WRITTEN REQUEST: Change every "marker" in the items below to "point" and write them out again with nothing else altered.

(Collection entries)
####

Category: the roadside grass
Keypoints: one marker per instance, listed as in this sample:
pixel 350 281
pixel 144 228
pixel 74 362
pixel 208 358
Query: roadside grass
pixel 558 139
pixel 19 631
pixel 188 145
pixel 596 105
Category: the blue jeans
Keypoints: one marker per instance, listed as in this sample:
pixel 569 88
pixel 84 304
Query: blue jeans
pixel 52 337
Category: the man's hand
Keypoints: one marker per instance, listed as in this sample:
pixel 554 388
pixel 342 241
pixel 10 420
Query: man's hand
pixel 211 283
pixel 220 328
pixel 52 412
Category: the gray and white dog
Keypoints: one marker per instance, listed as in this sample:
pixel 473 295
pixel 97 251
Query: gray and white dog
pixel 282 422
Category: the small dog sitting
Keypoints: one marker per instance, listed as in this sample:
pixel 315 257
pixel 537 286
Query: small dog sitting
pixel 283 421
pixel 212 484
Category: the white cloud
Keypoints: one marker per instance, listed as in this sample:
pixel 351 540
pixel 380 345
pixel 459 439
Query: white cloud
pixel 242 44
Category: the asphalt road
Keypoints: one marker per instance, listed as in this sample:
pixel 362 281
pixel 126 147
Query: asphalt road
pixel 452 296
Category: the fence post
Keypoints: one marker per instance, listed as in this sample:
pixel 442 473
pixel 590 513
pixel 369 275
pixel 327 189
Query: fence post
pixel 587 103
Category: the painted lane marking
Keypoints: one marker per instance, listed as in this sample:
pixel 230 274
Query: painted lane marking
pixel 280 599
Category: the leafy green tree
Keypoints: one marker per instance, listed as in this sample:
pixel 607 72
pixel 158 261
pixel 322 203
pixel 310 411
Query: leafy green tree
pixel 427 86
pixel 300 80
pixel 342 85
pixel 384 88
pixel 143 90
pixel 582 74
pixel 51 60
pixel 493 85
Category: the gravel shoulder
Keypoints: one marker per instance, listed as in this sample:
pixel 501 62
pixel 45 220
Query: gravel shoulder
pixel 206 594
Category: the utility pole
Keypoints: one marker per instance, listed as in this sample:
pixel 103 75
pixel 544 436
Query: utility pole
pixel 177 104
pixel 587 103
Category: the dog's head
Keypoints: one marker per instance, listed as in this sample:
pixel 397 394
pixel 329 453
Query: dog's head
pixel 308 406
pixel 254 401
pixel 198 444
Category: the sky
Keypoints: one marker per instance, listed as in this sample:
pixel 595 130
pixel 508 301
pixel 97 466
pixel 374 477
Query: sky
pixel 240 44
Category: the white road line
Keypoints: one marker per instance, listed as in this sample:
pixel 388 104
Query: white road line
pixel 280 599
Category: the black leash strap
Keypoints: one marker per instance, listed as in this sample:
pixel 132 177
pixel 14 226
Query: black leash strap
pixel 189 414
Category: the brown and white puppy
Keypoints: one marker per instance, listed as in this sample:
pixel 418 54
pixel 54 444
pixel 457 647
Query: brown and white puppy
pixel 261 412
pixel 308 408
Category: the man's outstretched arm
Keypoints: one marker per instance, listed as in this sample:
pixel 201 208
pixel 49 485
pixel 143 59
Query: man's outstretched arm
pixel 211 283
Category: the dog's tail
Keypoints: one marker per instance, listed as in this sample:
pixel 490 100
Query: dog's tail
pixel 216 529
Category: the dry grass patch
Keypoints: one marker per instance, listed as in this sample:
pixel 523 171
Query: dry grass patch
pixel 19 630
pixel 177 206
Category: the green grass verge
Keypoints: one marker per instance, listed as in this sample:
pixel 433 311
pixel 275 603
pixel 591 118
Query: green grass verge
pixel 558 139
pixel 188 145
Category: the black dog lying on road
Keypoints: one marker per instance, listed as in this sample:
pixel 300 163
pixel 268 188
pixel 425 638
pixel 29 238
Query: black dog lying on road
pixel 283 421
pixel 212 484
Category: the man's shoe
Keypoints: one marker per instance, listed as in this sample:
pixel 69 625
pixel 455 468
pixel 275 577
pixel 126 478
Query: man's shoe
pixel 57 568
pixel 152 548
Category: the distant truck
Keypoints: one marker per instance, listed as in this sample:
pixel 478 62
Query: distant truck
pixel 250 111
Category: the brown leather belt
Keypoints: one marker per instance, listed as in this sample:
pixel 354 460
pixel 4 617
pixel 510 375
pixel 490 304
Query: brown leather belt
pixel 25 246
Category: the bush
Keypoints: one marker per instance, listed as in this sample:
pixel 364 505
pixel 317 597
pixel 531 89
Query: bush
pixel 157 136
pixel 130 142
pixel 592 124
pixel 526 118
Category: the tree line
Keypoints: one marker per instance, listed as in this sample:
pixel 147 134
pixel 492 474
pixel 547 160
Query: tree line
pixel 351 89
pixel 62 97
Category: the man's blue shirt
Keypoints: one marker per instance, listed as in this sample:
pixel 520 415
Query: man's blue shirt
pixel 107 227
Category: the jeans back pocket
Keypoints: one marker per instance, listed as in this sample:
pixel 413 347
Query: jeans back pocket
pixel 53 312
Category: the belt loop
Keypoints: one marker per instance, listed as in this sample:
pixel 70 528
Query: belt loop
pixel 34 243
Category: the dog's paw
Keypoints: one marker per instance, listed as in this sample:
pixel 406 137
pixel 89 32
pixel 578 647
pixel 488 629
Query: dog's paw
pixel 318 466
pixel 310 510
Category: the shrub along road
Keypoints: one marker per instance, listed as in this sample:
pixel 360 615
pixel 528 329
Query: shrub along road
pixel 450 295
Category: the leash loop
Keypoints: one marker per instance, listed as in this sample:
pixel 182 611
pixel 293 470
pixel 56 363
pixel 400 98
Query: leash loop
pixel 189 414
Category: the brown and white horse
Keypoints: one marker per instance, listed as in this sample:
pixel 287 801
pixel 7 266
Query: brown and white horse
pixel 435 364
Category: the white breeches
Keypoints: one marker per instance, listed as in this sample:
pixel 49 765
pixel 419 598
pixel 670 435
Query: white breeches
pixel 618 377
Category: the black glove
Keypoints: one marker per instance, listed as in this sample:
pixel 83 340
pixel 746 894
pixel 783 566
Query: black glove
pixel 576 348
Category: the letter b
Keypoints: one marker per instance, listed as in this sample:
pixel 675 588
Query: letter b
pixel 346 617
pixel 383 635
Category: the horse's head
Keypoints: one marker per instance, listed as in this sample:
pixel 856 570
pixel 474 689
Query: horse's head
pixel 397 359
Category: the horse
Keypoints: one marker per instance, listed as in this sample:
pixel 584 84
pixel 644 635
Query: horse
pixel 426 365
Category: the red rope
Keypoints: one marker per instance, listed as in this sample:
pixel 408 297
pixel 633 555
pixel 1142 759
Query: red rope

####

RESULT:
Category: the roadside grass
Keypoints: one point per instance, listed as in this sample:
pixel 350 281
pixel 144 228
pixel 74 362
pixel 208 358
Query: roadside grass
pixel 558 139
pixel 19 631
pixel 188 145
pixel 596 105
Category: the blue jeans
Keypoints: one point per instance, listed as in this sample:
pixel 569 88
pixel 84 304
Query: blue jeans
pixel 52 337
Category: the man's hand
Keypoints: one point per instance, listed as in this sample:
pixel 554 388
pixel 342 241
pixel 10 420
Query: man's hand
pixel 211 283
pixel 220 328
pixel 52 412
Category: the gray and white dog
Keypoints: one point per instance, listed as in this sample:
pixel 473 295
pixel 97 251
Query: gray and white dog
pixel 282 422
Category: the small dog sitting
Keypoints: one point per instance, listed as in this sample:
pixel 315 257
pixel 537 286
Query: small dog sitting
pixel 283 421
pixel 212 484
Category: the white cloud
Keypoints: one point per instance, listed as in this sample:
pixel 351 540
pixel 380 345
pixel 459 439
Query: white cloud
pixel 242 44
Category: the asphalt road
Keypoints: one point per instance, listed as in this sample:
pixel 362 281
pixel 126 147
Query: asphalt road
pixel 452 296
Category: the fence post
Keypoints: one point per instance, listed as in this sample:
pixel 442 473
pixel 590 513
pixel 369 275
pixel 327 189
Query: fence post
pixel 587 103
Category: the painted lane marking
Keypoints: one point per instance, listed as in this sample:
pixel 230 274
Query: painted lane marking
pixel 280 599
Category: the leafy green tree
Keypoints: one point per instance, listed as in this sample:
pixel 607 72
pixel 158 261
pixel 322 203
pixel 310 411
Query: leafy green tree
pixel 427 86
pixel 300 80
pixel 342 85
pixel 384 88
pixel 143 90
pixel 582 74
pixel 51 60
pixel 493 85
Category: the gravel shoulder
Keypoints: one point per instance, listed as in this sample:
pixel 501 62
pixel 45 220
Query: gravel shoulder
pixel 206 594
Category: the utility pole
Keypoints: one point per instance, listed as in this sample:
pixel 103 75
pixel 544 436
Query: utility pole
pixel 177 104
pixel 587 103
Category: the dog's head
Keypoints: one point per instance, listed as in this sample:
pixel 397 394
pixel 329 453
Query: dog's head
pixel 308 406
pixel 254 401
pixel 198 444
Category: the sky
Keypoints: one point per instance, listed as in this sample:
pixel 595 130
pixel 508 301
pixel 97 466
pixel 374 477
Query: sky
pixel 240 44
Category: the white road line
Keypoints: one point per instance, listed as in this sample:
pixel 388 104
Query: white road line
pixel 280 599
Category: the black leash strap
Keypoints: one point per instance, listed as in this sample:
pixel 132 177
pixel 14 226
Query: black leash strap
pixel 189 414
Category: the brown and white puppy
Keypoints: one point per instance, listed as in this sample:
pixel 418 54
pixel 54 444
pixel 457 647
Query: brown and white puppy
pixel 261 412
pixel 308 408
Category: the man's outstretched arm
Keypoints: one point per instance, listed as in this sample:
pixel 201 208
pixel 49 485
pixel 143 59
Query: man's outstretched arm
pixel 211 283
Category: the dog's tail
Keypoints: one point per instance, listed as in this sample:
pixel 490 100
Query: dog's tail
pixel 216 529
Category: the dry grass patch
Keypoints: one point per instance, listed as in this sample:
pixel 523 171
Query: dry grass patch
pixel 19 630
pixel 177 206
Category: the green grass verge
Keypoints: one point per instance, listed as in this sample:
pixel 433 311
pixel 275 603
pixel 591 118
Query: green grass verge
pixel 558 139
pixel 188 145
Category: the black dog lying on road
Keypoints: one point per instance, listed as in this sample:
pixel 300 163
pixel 268 188
pixel 425 638
pixel 29 238
Query: black dog lying on road
pixel 283 421
pixel 212 484
Category: the man's shoe
Keypoints: one point per instance, listed as in this sample:
pixel 69 625
pixel 455 468
pixel 275 577
pixel 126 478
Query: man's shoe
pixel 57 568
pixel 152 548
Category: the distant truck
Keypoints: one point per instance, listed as in this sample:
pixel 478 62
Query: distant truck
pixel 250 111
Category: the brown leather belt
Keypoints: one point per instance, listed as in this sample:
pixel 354 460
pixel 4 617
pixel 510 375
pixel 490 304
Query: brown leather belt
pixel 25 246
Category: the bush
Keypoints: one point per instance, listed as in this sample:
pixel 364 505
pixel 317 597
pixel 531 89
Query: bush
pixel 157 136
pixel 130 142
pixel 592 124
pixel 526 118
Category: the tree line
Keypoints: one point per instance, listed as in this sample:
pixel 147 134
pixel 492 474
pixel 547 160
Query: tree line
pixel 351 89
pixel 62 97
Category: the man's blue shirt
Keypoints: one point per instance, listed as in this sample:
pixel 520 415
Query: man's blue shirt
pixel 107 227
Category: the jeans back pocket
Keypoints: one point per instance, listed as in this sample:
pixel 413 347
Query: jeans back pocket
pixel 53 312
Category: the belt loop
Keypoints: one point per instance, listed as in this sample:
pixel 70 528
Query: belt loop
pixel 34 243
Category: the dog's paw
Keypoints: one point per instance, listed as in this sample:
pixel 406 137
pixel 89 32
pixel 578 647
pixel 488 629
Query: dog's paw
pixel 318 466
pixel 310 510
Category: the shrub along road
Keypoints: one point per instance, listed as in this sample:
pixel 360 615
pixel 528 329
Query: shrub along road
pixel 450 295
Category: the leash loop
Keypoints: one point per instance, listed as in this sample:
pixel 182 611
pixel 293 470
pixel 56 363
pixel 400 98
Query: leash loop
pixel 189 414
Category: the brown and white horse
Keypoints: one point per instance, listed as in this sample:
pixel 287 801
pixel 7 266
Query: brown and white horse
pixel 435 364
Category: the white breeches
Keypoints: one point per instance, listed as in this sample:
pixel 49 765
pixel 419 598
pixel 670 435
Query: white breeches
pixel 618 377
Category: the black glove
Keypoints: one point per instance, listed as in this sample:
pixel 83 340
pixel 746 894
pixel 783 566
Query: black glove
pixel 576 348
Category: the letter b
Keypoints: one point per instance, listed as in this sample:
pixel 675 588
Query: letter b
pixel 346 617
pixel 383 635
Category: the horse's head
Keypoints: one point per instance, listed as in this sample:
pixel 856 570
pixel 474 689
Query: horse's head
pixel 397 359
Category: the horse
Keypoints: one point per instance, listed as in this sample:
pixel 584 84
pixel 644 635
Query: horse
pixel 426 365
Category: the red rope
Keypoints: one point per instance, listed as in this sample:
pixel 408 297
pixel 633 555
pixel 1142 759
Query: red rope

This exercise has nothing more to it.